(Records from a data source)
##########
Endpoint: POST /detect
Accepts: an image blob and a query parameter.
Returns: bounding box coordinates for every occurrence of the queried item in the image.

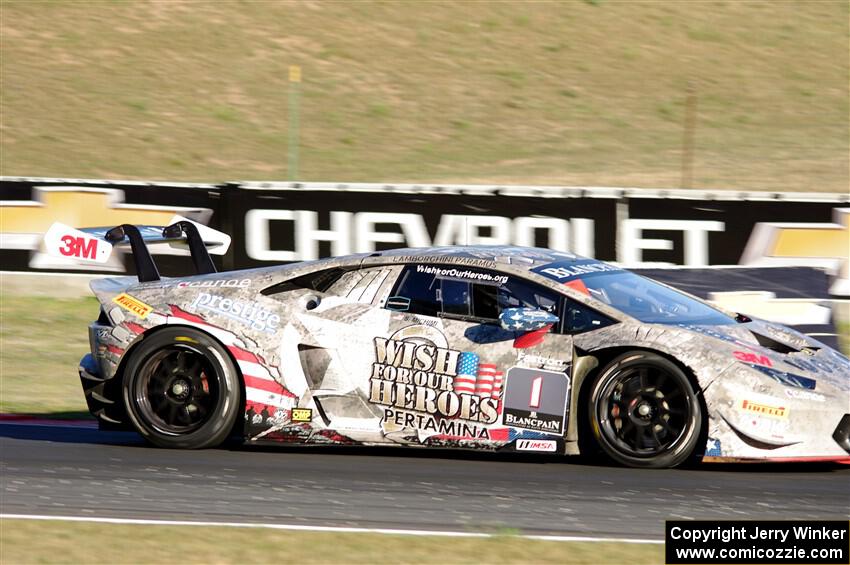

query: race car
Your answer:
[45,220,850,468]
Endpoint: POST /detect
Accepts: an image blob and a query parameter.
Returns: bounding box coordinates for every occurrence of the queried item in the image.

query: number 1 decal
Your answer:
[528,377,543,408]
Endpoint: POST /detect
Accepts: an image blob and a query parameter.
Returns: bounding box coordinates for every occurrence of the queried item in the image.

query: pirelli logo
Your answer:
[741,400,788,420]
[112,292,153,320]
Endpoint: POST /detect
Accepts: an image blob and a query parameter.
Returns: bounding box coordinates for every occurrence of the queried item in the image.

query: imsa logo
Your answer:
[516,439,557,453]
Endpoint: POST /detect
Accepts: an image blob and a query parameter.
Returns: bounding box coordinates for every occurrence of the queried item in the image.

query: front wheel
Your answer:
[587,351,703,468]
[123,328,240,449]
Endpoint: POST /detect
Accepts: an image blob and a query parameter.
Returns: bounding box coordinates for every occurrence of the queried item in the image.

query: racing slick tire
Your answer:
[587,351,703,468]
[123,327,241,449]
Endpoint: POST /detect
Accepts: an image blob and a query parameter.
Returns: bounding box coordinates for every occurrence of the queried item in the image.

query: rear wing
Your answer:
[44,216,230,282]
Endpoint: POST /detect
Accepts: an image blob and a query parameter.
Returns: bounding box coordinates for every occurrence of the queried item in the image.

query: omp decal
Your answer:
[785,388,826,402]
[502,367,570,434]
[739,208,850,296]
[732,351,773,367]
[704,437,723,457]
[386,296,410,312]
[750,365,818,390]
[191,292,280,334]
[112,292,153,320]
[739,398,788,420]
[0,514,664,545]
[531,259,623,282]
[516,439,558,453]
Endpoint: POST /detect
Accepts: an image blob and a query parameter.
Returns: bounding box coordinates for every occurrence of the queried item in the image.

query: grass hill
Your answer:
[0,0,850,191]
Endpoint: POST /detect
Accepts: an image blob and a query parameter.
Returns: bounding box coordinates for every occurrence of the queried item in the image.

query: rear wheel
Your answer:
[587,351,703,468]
[123,328,240,449]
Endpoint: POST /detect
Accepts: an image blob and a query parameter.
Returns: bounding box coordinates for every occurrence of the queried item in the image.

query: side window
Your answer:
[388,265,561,323]
[342,268,390,304]
[564,299,614,333]
[387,265,442,316]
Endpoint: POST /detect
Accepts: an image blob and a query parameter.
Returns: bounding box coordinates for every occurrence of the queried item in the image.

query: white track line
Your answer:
[0,514,664,544]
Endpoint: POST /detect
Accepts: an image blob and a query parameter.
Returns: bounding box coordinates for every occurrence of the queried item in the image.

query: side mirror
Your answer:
[499,308,558,332]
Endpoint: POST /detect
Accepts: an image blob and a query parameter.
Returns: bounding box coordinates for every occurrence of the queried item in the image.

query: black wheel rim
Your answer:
[596,365,691,458]
[133,345,220,435]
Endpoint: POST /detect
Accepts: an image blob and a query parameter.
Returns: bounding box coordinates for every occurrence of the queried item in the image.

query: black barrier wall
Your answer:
[0,177,850,296]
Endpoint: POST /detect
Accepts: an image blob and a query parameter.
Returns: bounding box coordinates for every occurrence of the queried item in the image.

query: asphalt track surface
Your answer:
[0,422,850,539]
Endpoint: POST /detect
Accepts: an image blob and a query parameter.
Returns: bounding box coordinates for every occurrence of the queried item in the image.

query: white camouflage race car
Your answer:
[45,220,850,467]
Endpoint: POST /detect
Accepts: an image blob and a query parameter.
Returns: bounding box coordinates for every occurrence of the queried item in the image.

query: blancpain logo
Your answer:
[516,439,557,453]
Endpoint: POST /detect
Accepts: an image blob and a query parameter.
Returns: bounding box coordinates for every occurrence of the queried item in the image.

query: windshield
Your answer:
[567,271,737,325]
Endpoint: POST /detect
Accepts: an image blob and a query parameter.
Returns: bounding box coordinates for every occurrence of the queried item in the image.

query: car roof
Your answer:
[362,245,587,270]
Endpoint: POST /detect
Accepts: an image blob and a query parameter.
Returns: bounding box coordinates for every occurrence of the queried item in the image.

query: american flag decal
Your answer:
[454,351,503,399]
[455,352,478,394]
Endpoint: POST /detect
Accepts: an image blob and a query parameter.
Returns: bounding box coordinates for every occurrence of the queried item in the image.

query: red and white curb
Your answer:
[0,514,664,545]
##########
→ **Challenge**
Find every line in the listing above that contains the word "white" and copy each of those lines. Case counts.

→ **Answer for this exercise**
query: white track line
query: white camouflage race car
query: red and white curb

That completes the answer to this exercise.